(Instructions to follow) Reproduce each line exactly.

--- start of Provided information ---

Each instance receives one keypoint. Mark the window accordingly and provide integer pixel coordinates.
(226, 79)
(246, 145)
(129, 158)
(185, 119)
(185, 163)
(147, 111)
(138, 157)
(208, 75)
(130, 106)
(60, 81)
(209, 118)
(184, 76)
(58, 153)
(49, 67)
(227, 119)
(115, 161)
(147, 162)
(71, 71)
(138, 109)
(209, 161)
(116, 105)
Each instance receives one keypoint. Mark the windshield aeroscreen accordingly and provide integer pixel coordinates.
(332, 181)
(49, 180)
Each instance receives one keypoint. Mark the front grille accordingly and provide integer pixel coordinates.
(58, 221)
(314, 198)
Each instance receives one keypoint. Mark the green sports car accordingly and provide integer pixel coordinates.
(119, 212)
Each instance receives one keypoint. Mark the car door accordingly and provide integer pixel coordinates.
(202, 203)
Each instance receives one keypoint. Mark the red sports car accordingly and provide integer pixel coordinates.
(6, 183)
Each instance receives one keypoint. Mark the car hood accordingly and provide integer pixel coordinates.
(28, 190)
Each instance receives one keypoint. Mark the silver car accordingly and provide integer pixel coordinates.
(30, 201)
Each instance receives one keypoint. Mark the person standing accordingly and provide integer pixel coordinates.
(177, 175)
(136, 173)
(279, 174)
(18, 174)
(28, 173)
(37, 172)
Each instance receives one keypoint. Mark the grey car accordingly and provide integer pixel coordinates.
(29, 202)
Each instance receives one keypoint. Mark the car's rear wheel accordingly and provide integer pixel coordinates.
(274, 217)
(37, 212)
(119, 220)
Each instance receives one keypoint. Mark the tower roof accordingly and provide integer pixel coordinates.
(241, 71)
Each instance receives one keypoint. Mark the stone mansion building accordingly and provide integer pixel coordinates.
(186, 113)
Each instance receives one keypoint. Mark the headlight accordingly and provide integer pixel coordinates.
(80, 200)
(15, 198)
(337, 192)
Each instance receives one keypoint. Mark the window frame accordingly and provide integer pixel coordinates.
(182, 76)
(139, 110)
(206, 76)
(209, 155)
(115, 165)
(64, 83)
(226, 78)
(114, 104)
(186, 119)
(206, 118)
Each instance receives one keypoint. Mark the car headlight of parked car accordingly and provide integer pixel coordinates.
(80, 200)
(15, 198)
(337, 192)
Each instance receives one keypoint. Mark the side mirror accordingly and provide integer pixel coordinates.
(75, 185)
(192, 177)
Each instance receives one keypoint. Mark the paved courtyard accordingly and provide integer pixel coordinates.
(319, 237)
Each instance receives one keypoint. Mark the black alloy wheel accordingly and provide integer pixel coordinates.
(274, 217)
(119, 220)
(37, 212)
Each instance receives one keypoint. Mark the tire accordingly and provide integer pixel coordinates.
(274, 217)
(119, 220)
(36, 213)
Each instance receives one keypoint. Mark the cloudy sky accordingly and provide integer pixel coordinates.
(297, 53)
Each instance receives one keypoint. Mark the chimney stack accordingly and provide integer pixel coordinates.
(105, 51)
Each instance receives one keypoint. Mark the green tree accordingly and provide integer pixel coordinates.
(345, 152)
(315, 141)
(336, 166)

--- end of Provided information ---

(Result)
Each instance receives one keypoint. Mark the window accordingly and provide integer pixel coordinates.
(226, 79)
(246, 145)
(129, 158)
(185, 119)
(185, 163)
(147, 111)
(138, 157)
(208, 75)
(130, 106)
(60, 81)
(209, 118)
(184, 76)
(58, 153)
(49, 67)
(227, 119)
(115, 161)
(147, 162)
(71, 71)
(138, 109)
(209, 161)
(116, 105)
Each instance receives one keypoint. Mark the windshield aeroscreen accordingly and provide integer pixel coordinates.
(332, 181)
(49, 180)
Each instance receives one keypoint. Mark the front grille accordingly and provide integer pixel coordinates.
(58, 221)
(314, 198)
Each instance receives one keypoint. Mark the green sports car accordingly and provide integer pixel coordinates.
(119, 212)
Each instance receives one keypoint. Mark the car door accordingly and provide integer pixel coordinates.
(202, 203)
Each instance receives one keypoint. Mark the red sports car accordingly and provide integer pixel coordinates.
(6, 183)
Each instance receives one keypoint. Mark the car hood accordingly and provide integer pixel coordinates.
(28, 190)
Each instance receives one keypoint. Mark the silver car accordingly and provide integer pixel coordinates.
(30, 201)
Each instance receives one keypoint. Mark the person standing accordingly and provide integer pixel coordinates.
(177, 175)
(136, 173)
(279, 174)
(18, 174)
(28, 173)
(37, 172)
Each instance receives one keypoint. Mark the grey car accordingly and provide integer pixel coordinates.
(29, 202)
Each instance receives one keypoint. Mark the car's rear wheel accordingly and provide integer pixel coordinates.
(274, 217)
(37, 212)
(119, 220)
Each instance receives one keypoint. Mark the tower roof accordingly and provide integer pixel coordinates.
(241, 71)
Each instance receives one keypoint. Mark the stone mansion building accordingly and provide integer pixel coordinates.
(186, 113)
Each instance receives one keypoint. Mark the headlight accordingly and provide integer pixel coordinates.
(80, 200)
(15, 198)
(337, 192)
Each instance receives one keypoint. Mark the window frame accordingly and provide integer pixel coordinates.
(182, 76)
(139, 110)
(206, 76)
(209, 155)
(115, 165)
(64, 83)
(226, 78)
(114, 104)
(186, 119)
(206, 118)
Each instance receives one keypoint. Mark the car headlight of parked car accordingly and provide integer pixel coordinates.
(80, 200)
(15, 198)
(337, 192)
Each instance receives one keypoint. Mark the side mirror accordingly and provide integer pixel coordinates.
(75, 185)
(192, 177)
Each instance receives one keypoint. Mark the paved courtyard accordingly and provide integer pixel coordinates.
(319, 237)
Each instance receives one keypoint. Mark the black alloy wheel accordingly and provide integer pixel coordinates.
(274, 217)
(119, 220)
(37, 212)
Each instance receives one keypoint. Mark the tire accordingly and provide integer pixel coordinates.
(274, 217)
(119, 220)
(36, 213)
Each instance receives one keypoint. Mark the cloudy sky accordingly and provide integer pixel coordinates.
(297, 53)
Each instance receives one keypoint. Mark the chimney stack accordingly and provide integer pixel coordinates.
(105, 51)
Each instance receives one keypoint. Mark the green tree accordingly and provide integer pixel coordinates.
(345, 152)
(315, 141)
(336, 166)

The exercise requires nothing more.